### What is expected
Each line that includes the word "query" should be copied from the records.

### Data for review
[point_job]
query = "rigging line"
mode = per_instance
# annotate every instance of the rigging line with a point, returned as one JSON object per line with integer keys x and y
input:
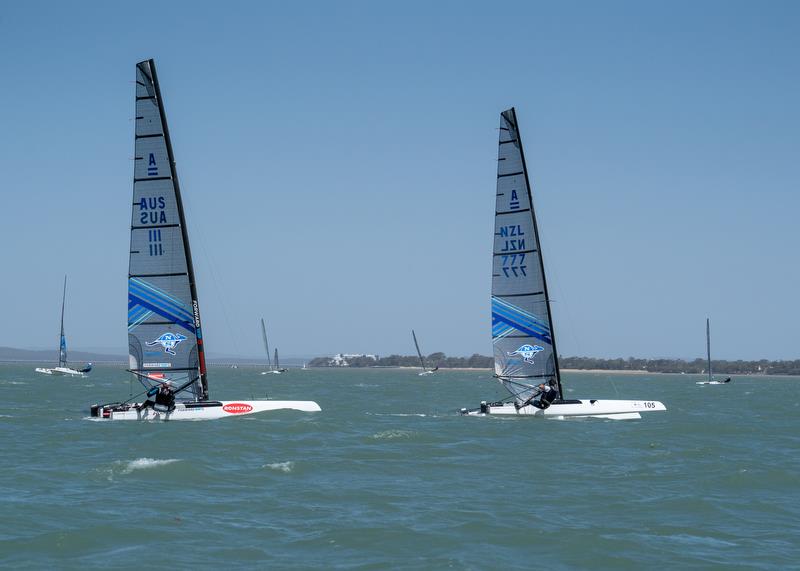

...

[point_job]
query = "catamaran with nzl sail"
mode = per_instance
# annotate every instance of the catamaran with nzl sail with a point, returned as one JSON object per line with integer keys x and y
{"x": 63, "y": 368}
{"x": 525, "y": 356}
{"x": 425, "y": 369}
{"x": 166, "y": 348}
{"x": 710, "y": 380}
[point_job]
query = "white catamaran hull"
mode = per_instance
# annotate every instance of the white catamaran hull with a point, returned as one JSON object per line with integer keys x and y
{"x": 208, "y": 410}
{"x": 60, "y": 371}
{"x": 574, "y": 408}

### Result below
query = "rigging line"
query = "catamaran with nzl sail"
query = "white catamaran hull"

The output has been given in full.